* [PROBLEM STATEMENT]
Retype all of the material exactly, leaving no line out.

* [DATA]
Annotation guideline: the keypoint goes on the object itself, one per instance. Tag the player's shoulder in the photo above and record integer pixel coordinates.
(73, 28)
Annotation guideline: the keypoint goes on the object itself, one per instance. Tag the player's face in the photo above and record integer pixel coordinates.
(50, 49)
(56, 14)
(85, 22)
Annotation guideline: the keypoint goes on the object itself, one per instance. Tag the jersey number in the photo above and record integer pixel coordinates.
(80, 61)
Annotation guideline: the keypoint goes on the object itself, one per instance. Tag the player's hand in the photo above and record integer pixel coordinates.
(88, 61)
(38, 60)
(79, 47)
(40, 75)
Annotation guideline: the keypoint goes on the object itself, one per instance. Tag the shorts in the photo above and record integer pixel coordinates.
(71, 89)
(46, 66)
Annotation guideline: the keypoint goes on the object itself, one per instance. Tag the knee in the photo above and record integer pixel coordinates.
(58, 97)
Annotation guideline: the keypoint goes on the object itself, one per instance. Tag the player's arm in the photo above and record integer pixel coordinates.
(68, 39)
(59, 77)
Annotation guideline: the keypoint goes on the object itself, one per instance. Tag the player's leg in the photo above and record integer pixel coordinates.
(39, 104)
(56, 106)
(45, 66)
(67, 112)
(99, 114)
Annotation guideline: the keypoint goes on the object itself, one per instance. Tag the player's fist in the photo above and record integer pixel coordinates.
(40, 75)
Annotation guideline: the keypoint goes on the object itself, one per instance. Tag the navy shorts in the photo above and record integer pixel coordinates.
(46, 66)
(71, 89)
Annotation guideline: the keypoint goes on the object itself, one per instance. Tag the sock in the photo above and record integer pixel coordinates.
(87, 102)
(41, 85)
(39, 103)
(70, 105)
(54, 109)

* [WRITTEN SOLUTION]
Annotation guideline: the keypoint goes on the object itself, one per instance. Tag the player's shoulder in the photo above and record integer pixel coordinates.
(73, 28)
Annotation guideline: the keypoint goes on the object itself, one per instance. Tag the player's face in the photo above and record integer pixel coordinates.
(50, 49)
(56, 14)
(85, 22)
Annotation guideline: the keypoint goes on the object itself, one per instance. Tag the jersey number in the photo above and record integer pixel coordinates.
(80, 61)
Annotation guideline: the keypoint goes on the object itself, one per instance. Tag the player's hand in the photo above and record integer pixel coordinates.
(88, 61)
(38, 60)
(79, 47)
(40, 75)
Annotation guideline: the keypoint goes on the object itself, one per instance. Tag the shorts in the photo above and record integer pixel coordinates.
(71, 89)
(46, 66)
Annotation guideline: the keypoint goes on the object itself, one per instance. Tag the knee in the photo above and record integer pixel coordinates.
(58, 97)
Annotation guideline: the keypoint goes on the object itself, one per instance. Tag the player's arm in the photo above and record integer pixel coordinates.
(68, 39)
(59, 77)
Annotation guideline: the keypoint goes on the object itself, one per instance. Tag the player's leg in the photo above and record integer pixel coordinates.
(39, 104)
(56, 106)
(45, 66)
(67, 112)
(99, 114)
Annotation guideline: the keypoint goes on the object itself, one per instance. Tag the player's fist in the photo above and record integer pixel coordinates.
(40, 75)
Annotation guideline: the keypoint goes on the object itself, one per instance. Tag the navy shorts in the photo above and record integer pixel coordinates.
(46, 66)
(71, 89)
Annotation guideline: the keypoint goes on the object itself, one per instance. Tag the sock in the photo above and record integer pixel coordinates.
(87, 102)
(41, 85)
(39, 103)
(70, 105)
(54, 109)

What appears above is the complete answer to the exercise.